- _TEXT BLOCK_:
● ● ● ● ●
Israel expels terror bomb mastermind's siblings

Israel today expelled two Palestinians from the West Bank to the Gaza Strip - an unprecedented step hailed by the military as a powerful deterrent against suicide bombings and condemned by human rights groups as a violation of international law.

Israel today expelled two Palestinians from the West Bank to the Gaza Strip - an unprecedented step hailed by the military as a powerful deterrent against suicide bombings and condemned by human rights groups as a violation of international law.

Intisar and Kifah Ajouri, brother and sister of a militiaman who sent two suicide bombers to Tel Aviv in July, were driven by Israeli troops into the Gaza Strip on backroads to avoid media attention.

The Ajouris’ lawyers said the two later called them from a petrol station south of Gaza City where they had been dropped off.

They each had been given 1,000 shekels (€215) by Israel as an ”adjustment grant” for their two year exile in Gaza. Relatives said the two - Kifah is a house painter and Intisar a pharmacist - would try to adjust to their new lives.

Israel’s Supreme Court paved the way for the expulsions when it decided in a landmark ruling yesterday that the military can force relatives of Palestinian terror suspects out of the West Bank, as long as it proves they pose a security threat.

The court ruled that Intisar and Kifah Ajouri helped their brother, Ali Ajouri, dispatch two suicide bombers to Tel Aviv on July 17. Three foreign workers and two Israelis were killed in the attack.

The judges said Intisar sewed the bomb belts and Kifah stood watch as his brother moved explosives between hiding places. Ali Ajouri was killed in an Israeli military strike last month.

The Ajouris were driven in a convoy of jeeps and prison vans from two Israeli prisons to a military base in the West Bank where they bid farewell to relatives. The two were led into the back yard of the base, where soldiers removed their shackles and handcuffs.

Kifah Ajouri embraced his three children, who were crying, said a sister, Amal.

”It was an emotional meeting because it is so difficult to say good-bye,” she said, adding that his wife and children would try to move to Gaza as well.

Human rights lawyers say they fear the court ruling could open the door to a creeping population transfer to Gaza, which is fenced in and much easier for Israel to control. All suicide bombers in the past two years have come from West Bank, from which Palestinians can still reach Israel on backroads, despite closures.
● ● ● ● ●
- _TASK ITEM_: Can you extract the part of the expulsion article between "They each had" and "strike last month.", inclusive, copying it word for word? The records that follow the article were taken from a separate source.

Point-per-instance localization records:
● ● ● ● ●
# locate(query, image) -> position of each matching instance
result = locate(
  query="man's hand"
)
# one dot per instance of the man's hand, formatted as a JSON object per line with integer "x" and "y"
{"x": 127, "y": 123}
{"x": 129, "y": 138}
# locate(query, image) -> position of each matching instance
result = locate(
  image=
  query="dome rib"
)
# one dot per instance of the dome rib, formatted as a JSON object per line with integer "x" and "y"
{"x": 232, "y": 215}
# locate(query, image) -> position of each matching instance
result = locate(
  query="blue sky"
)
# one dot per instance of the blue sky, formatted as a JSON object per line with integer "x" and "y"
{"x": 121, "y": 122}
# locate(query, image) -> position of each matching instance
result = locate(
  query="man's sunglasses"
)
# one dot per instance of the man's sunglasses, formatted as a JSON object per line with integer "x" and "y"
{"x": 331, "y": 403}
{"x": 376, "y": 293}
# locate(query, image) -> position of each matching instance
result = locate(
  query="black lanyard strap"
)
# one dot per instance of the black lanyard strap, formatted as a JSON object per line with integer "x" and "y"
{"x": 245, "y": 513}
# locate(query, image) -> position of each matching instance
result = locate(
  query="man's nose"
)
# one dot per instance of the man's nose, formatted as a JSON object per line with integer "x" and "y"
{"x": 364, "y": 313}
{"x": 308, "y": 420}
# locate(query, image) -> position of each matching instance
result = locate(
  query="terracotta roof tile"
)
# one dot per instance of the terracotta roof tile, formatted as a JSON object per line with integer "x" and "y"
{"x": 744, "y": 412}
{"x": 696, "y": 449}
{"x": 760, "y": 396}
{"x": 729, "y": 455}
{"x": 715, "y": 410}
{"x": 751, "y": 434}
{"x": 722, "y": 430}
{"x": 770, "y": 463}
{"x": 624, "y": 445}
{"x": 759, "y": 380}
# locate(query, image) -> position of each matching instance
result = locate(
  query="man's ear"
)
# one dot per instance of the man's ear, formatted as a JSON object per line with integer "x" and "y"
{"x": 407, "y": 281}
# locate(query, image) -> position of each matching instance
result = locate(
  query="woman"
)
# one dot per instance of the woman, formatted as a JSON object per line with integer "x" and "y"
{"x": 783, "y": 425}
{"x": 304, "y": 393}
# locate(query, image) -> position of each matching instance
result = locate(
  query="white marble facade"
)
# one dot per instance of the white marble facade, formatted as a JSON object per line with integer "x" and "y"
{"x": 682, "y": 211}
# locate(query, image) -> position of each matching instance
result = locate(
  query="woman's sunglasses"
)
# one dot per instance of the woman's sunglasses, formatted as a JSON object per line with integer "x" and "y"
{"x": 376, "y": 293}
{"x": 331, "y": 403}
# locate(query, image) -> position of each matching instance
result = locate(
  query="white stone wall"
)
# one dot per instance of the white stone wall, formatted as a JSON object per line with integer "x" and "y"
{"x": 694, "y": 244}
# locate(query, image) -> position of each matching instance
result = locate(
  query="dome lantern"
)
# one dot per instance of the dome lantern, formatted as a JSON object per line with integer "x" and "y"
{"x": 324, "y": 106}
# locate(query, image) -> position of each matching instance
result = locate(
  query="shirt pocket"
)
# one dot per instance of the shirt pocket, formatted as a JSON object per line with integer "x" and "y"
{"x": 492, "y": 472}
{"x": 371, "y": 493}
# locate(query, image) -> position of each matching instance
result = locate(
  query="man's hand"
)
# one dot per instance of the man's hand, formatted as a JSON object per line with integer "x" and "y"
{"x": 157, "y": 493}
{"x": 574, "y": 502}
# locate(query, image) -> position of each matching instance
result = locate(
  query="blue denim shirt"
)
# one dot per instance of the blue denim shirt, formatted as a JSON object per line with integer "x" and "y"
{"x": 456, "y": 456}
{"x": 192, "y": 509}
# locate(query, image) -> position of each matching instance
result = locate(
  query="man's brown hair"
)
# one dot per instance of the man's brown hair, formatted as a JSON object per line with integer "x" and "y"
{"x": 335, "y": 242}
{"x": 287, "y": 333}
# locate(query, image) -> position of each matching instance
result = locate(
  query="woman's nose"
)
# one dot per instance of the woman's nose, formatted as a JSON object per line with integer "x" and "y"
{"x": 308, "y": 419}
● ● ● ● ●
- _TASK ANSWER_:
They each had been given 1,000 shekels (€215) by Israel as an ”adjustment grant” for their two year exile in Gaza. Relatives said the two - Kifah is a house painter and Intisar a pharmacist - would try to adjust to their new lives.

Israel’s Supreme Court paved the way for the expulsions when it decided in a landmark ruling yesterday that the military can force relatives of Palestinian terror suspects out of the West Bank, as long as it proves they pose a security threat.

The court ruled that Intisar and Kifah Ajouri helped their brother, Ali Ajouri, dispatch two suicide bombers to Tel Aviv on July 17. Three foreign workers and two Israelis were killed in the attack.

The judges said Intisar sewed the bomb belts and Kifah stood watch as his brother moved explosives between hiding places. Ali Ajouri was killed in an Israeli military strike last month.